== Trecho do texto ==
Em Brasília, esse tipo de divisão é conhecida como “rachadinha orçamentária”, e, apesar de naturalizada, é irregular: a prática é vedada pela Resolução nº 1 de 2006 do Congresso, que determina que as emendas de bancada sejam destinadas a projetos “de grande vulto” ou “estruturantes”. A reportagem procurou congressistas que assinam os ofícios, mas não obteve resposta.
Informações como as reveladas pelos ofícios não são públicas em fontes abertas. Não é possível rastrear a “cota” de cada congressista no rateio das emendas de bancada usando ferramentas como o Siga Brasil ou o Portal da Transparência. Trata-se de um arranjo informal dentro das bancadas.
Em ofício do dia 26 de março deste ano, o deputado federal Murilo Galdino (Republicanos-PB) explica ao ministro da Integração e Desenvolvimento Regional, Waldez Góes, como devem ser divididos os R$ 81,7 milhões de uma emenda da bancada da Paraíba. A verba será executada pela Companhia de Desenvolvimento do Vale do São Francisco (Codevasf), empresa estatal ligada ao ministério de Góes.
Pelo rateio, o próprio Galdino tem direito a indicar R$ 6,5 milhões nessa emenda. Já o senador Efraim Filho (União Brasil-PB) faz jus a R$ 10 milhões, e o deputado Gervásio Maia (PSB-PB) poderá destinar R$ 6 milhões. Todos alocaram os recursos na rubrica genérica da Codevasf, indicada pelo código 00SX. “Em breve informaremos os beneficiários de cada parlamentar”, conclui Galdino, no ofício.
Em outro documento similar, no dia 20 de março, a coordenadora da bancada da Bahia, a deputada Lídice da Mata (PSB) informa o ministro da Secretaria de Relações Institucionais (SRI), Alexandre Padilha, sobre a divisão de uma emenda da bancada baiana. “Senhor ministro, cumprimentando-o cordialmente, encaminho indicação de parte dos beneficiários já definidos pelos senhores parlamentares”, diz a congressista.
O ofício acompanha uma tabela com as destinações de alguns deputados: Daniel Almeida (PCdoB), por exemplo, dividiu os recursos entre 15 associações e sindicatos rurais, com valores que variam de R$ 7,5 mil a R$ 113 mil.
Para o cientista político e professor da Fundação Getulio Vargas (FGV) Sérgio Praça, o “rateio” das emendas de bancada responde a incentivos eleitorais. “O nosso sistema eleitoral proporcional de lista aberta implica numa competição muito acirrada entre parlamentares, inclusive do mesmo partido ou federação (...). E aí, vai ser extremamente difícil me fazer cooperar com quem está disputando contra mim, ou seja, os parlamentares do meu Estado”, afirma.

== Listagem fornecida ==
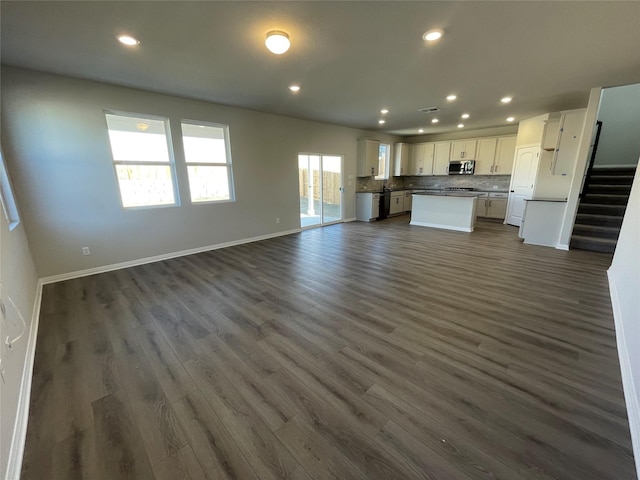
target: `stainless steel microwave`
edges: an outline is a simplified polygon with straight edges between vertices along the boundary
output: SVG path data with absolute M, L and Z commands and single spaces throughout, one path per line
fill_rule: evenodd
M 475 160 L 456 160 L 449 162 L 449 175 L 473 175 L 475 169 Z

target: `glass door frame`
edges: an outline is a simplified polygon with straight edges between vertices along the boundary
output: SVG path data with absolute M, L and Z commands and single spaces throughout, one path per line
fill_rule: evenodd
M 344 155 L 341 154 L 329 154 L 329 153 L 315 153 L 315 152 L 299 152 L 298 153 L 298 171 L 300 170 L 300 157 L 307 157 L 307 171 L 309 172 L 309 174 L 311 175 L 313 170 L 311 169 L 311 157 L 318 157 L 319 159 L 319 175 L 318 175 L 318 189 L 320 192 L 320 212 L 319 212 L 319 216 L 320 216 L 320 221 L 318 223 L 314 223 L 313 225 L 302 225 L 302 217 L 300 218 L 300 228 L 302 230 L 306 230 L 309 228 L 317 228 L 317 227 L 324 227 L 326 225 L 335 225 L 336 223 L 343 223 L 344 222 Z M 325 212 L 324 212 L 324 179 L 323 179 L 323 173 L 324 173 L 324 158 L 325 157 L 337 157 L 340 158 L 340 187 L 339 187 L 339 192 L 340 192 L 340 218 L 338 218 L 337 220 L 332 220 L 329 222 L 325 222 L 324 221 L 324 216 L 325 216 Z M 298 178 L 300 178 L 300 176 L 298 175 Z M 298 185 L 298 191 L 300 191 L 300 185 Z M 309 190 L 307 190 L 309 191 Z M 300 200 L 298 200 L 299 202 Z M 308 201 L 314 201 L 313 198 L 310 198 Z M 300 206 L 298 205 L 298 210 L 300 209 Z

== Lista de tarefas ==
1 – Liste todos os parlamentares citados nominalmente no trecho sobre as emendas de bancada.
2 – Desloque em 58 unidades cada coordenada dos contornos e reproduza por completo todas as linhas da listagem, do início até a linha que contém "M 475 160 L", inclusive. Deixe as imagens de fora.

== Soluções ==
1 –
Murilo Galdino
Efraim Filho
Gervásio Maia
Lídice da Mata
Daniel Almeida

2 –
target: `stainless steel microwave`
edges: an outline is a simplified polygon with straight edges between vertices along the boundary
output: SVG path data with absolute M, L and Z commands and single spaces throughout, one path per line
fill_rule: evenodd
M 533 218 L 514 218 L 507 220 L 507 233 L 531 233 L 533 227 Z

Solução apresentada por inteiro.